Stated problem 1: Count the lines in the records that contain the word "house", and reply with only that number.
== Passage given
# Topic Notification



## mossymo (Jul 15, 2007)

Is there a way for me to set a default to Instant Email Notification for any subject I have posted on?

Also, wondering if I can mark a thread I have not commented on but am interested in hearing additinal posts and would like to choose Instant Email Notification with out posting to the thread?

Thanks in advance for any suggestions you may have.


----------



## pigcicles (Jul 15, 2007)

Not sure on the first question check under the UserCP and click on "edit options" scroll down to messages and notifications. But the second on any thread you can "subscribe" to it by using the "Thread Tool" button at the beginning of the thread and click on "subscribe to this post" and you will receive e-mail notifications on the post.


----------



## mossymo (Jul 15, 2007)

Thanks PigCicles. This has bothered me since I joined and all this time I have been to onry to ask for help. Finally I was frustrated enough to ask, and it really wasn't that hard. I have to quite being so stubborn and just ask for help more often..... Thanks again !!!


----------



## pigcicles (Jul 15, 2007)

Don't be afraid to ask a question... even if you think someone else has already asked it. If you don't know how it just slows you down. And there's no need to keep re-inventing the wheel. Hope the info helped you out. 

Keep Smokin


----------



## deejaydebi (Jul 15, 2007)

Mossy -

We've all asked questions that's half the reason we here - the other half is to try to answer them.


----------



## zapper (Jul 15, 2007)

I am with Mossy on this one too, default instant reply in any thread that I have posted in would be nice. I can't remember everywhere that I have been and I am sure that I have missed a couple of chances at activating the reply notification box, but I am learning!



Now if I could only figure out the pic thing....


----------
====
== Dataset rows
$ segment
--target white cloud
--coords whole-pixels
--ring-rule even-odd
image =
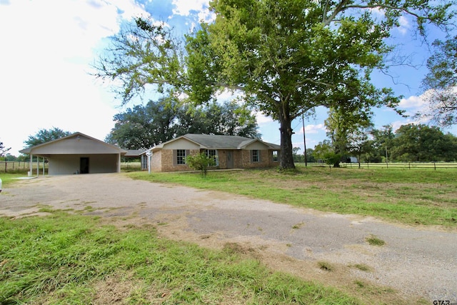
[[[259,126],[266,125],[274,122],[274,121],[273,121],[273,119],[271,119],[270,116],[266,116],[265,114],[263,114],[263,113],[261,111],[257,111],[255,113],[255,114],[256,119],[257,120],[257,124]]]
[[[2,3],[4,4],[4,1]],[[88,74],[101,39],[122,19],[145,16],[134,1],[15,1],[0,9],[0,141],[18,155],[39,129],[81,131],[103,140],[117,112]],[[20,120],[19,120],[20,119]]]
[[[411,25],[406,17],[404,16],[401,16],[398,19],[398,23],[400,24],[400,26],[398,28],[398,31],[402,34],[406,34],[408,31],[411,29]]]
[[[411,96],[407,99],[401,99],[398,106],[403,109],[417,110],[423,106],[425,102],[421,96]]]
[[[209,9],[209,0],[173,0],[176,7],[173,14],[189,16],[191,11],[198,11],[199,21],[211,22],[214,20],[214,14]]]

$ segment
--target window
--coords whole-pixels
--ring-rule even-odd
[[[206,156],[212,157],[214,160],[214,165],[219,165],[219,160],[217,157],[217,151],[216,149],[206,149]]]
[[[186,164],[186,149],[176,149],[176,164]]]
[[[278,151],[273,151],[273,161],[278,161]]]
[[[251,151],[251,162],[259,162],[260,161],[260,154],[259,151],[256,149]]]

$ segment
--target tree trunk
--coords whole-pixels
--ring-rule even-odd
[[[281,169],[295,169],[293,164],[293,155],[292,153],[292,128],[291,127],[292,121],[289,116],[281,114],[281,154],[279,159],[279,167]]]

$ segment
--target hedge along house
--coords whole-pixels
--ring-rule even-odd
[[[30,155],[31,173],[32,157],[36,156],[48,160],[49,175],[64,175],[119,173],[121,156],[127,151],[76,132],[19,152]]]
[[[148,149],[153,171],[181,171],[192,169],[186,157],[205,152],[213,156],[218,169],[265,168],[278,166],[279,145],[238,136],[187,134]]]

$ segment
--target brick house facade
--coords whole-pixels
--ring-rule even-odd
[[[238,136],[188,134],[149,151],[151,171],[182,171],[192,170],[186,164],[186,156],[204,151],[214,156],[215,169],[277,166],[280,146]]]

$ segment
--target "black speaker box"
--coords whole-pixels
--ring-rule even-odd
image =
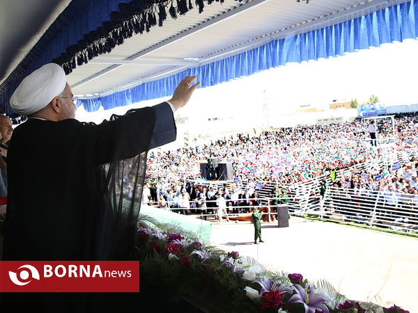
[[[201,176],[203,179],[217,180],[219,179],[218,168],[209,166],[206,163],[201,163]]]
[[[289,207],[277,207],[277,223],[279,227],[289,227]]]
[[[209,158],[208,159],[208,165],[209,167],[212,166],[214,168],[218,167],[218,163],[219,163],[219,158]]]
[[[232,180],[233,179],[233,169],[232,163],[218,163],[218,172],[219,180]]]

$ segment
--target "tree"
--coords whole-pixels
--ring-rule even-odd
[[[357,101],[357,99],[352,99],[351,102],[350,103],[350,106],[353,109],[357,109],[359,106],[359,102]]]
[[[369,98],[369,103],[378,103],[378,102],[380,102],[380,101],[379,101],[379,98],[378,98],[378,96],[376,96],[376,95],[372,95]]]

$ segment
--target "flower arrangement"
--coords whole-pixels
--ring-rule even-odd
[[[255,260],[206,246],[140,223],[137,257],[141,285],[164,287],[171,296],[187,300],[203,312],[407,313],[348,300],[327,282],[309,282],[298,273],[265,270]]]

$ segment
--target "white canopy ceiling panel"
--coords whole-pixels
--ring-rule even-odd
[[[361,8],[373,8],[373,6],[369,4],[372,2],[376,7],[385,1],[315,0],[308,4],[289,0],[214,2],[206,6],[201,14],[194,9],[176,20],[169,17],[164,27],[155,26],[148,33],[126,40],[111,53],[77,67],[68,75],[68,80],[77,95],[109,94],[125,89],[127,86],[161,78],[156,74],[164,72],[168,75],[173,70],[199,65],[196,61],[187,64],[185,59],[199,58],[204,62],[206,58],[218,57],[237,48],[235,54],[240,53],[245,50],[240,51],[242,47],[249,45],[246,49],[249,49],[254,47],[251,45],[257,46],[275,39],[273,36],[291,35],[289,30],[297,31],[298,25],[306,24],[306,28],[314,24],[312,21],[316,24],[322,19],[330,21],[329,17],[339,11],[344,13],[345,20],[353,18]],[[124,62],[126,61],[137,63]]]

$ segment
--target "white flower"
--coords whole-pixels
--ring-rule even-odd
[[[244,272],[242,277],[247,280],[253,281],[256,279],[256,272],[252,267],[250,267]]]
[[[338,303],[338,294],[336,292],[330,291],[323,288],[315,287],[314,289],[315,294],[320,294],[323,296],[327,300],[325,303],[332,310],[335,309]]]
[[[178,257],[173,253],[169,255],[169,259],[178,259]]]
[[[251,287],[247,286],[244,288],[244,290],[247,292],[247,296],[253,301],[255,301],[258,298],[260,298],[260,294],[258,291],[256,289],[253,289]]]

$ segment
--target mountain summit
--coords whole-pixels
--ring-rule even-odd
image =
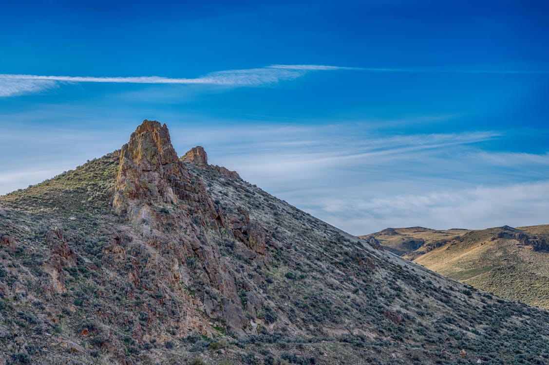
[[[546,363],[549,313],[208,164],[145,120],[0,197],[0,363]],[[480,361],[480,362],[479,362]]]

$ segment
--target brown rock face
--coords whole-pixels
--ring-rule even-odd
[[[161,256],[155,256],[158,259],[148,262],[158,273],[158,282],[147,289],[168,285],[180,293],[187,293],[186,288],[215,293],[217,299],[203,297],[208,315],[223,319],[235,334],[243,335],[248,321],[237,293],[235,273],[210,240],[212,237],[221,239],[220,228],[225,227],[225,220],[203,181],[186,168],[184,161],[208,166],[206,153],[200,147],[178,159],[166,125],[145,120],[122,147],[113,206],[133,224],[143,228],[144,243],[162,252]],[[254,248],[261,252],[265,245],[260,228],[251,228],[246,234],[253,236]],[[104,253],[114,260],[123,259],[126,254],[124,246],[129,240],[116,233],[109,235],[113,242]],[[145,285],[138,279],[137,268],[132,273],[135,285]],[[186,323],[185,327],[203,334],[212,333],[206,328],[209,319],[193,317],[195,305],[183,305],[180,311],[188,317],[180,324]]]
[[[49,256],[44,261],[42,268],[49,274],[51,284],[48,291],[64,293],[65,276],[63,270],[65,267],[76,266],[76,254],[67,244],[59,228],[48,231],[46,242],[50,247]]]
[[[160,221],[155,207],[198,211],[203,222],[219,218],[204,184],[178,160],[166,125],[156,121],[144,121],[122,147],[113,206],[134,223],[153,226]]]
[[[182,158],[183,161],[201,167],[208,166],[208,155],[202,146],[193,147]]]
[[[249,214],[244,208],[239,208],[240,216],[231,221],[233,234],[251,250],[260,255],[265,254],[267,233],[261,226],[250,221]]]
====
Stated problem 2: According to the forum thread about topic notification, which button does pigcicles say to use to subscribe to a thread?

Task result 1: 2

Task result 2: The "Thread Tool" button at the beginning of the thread.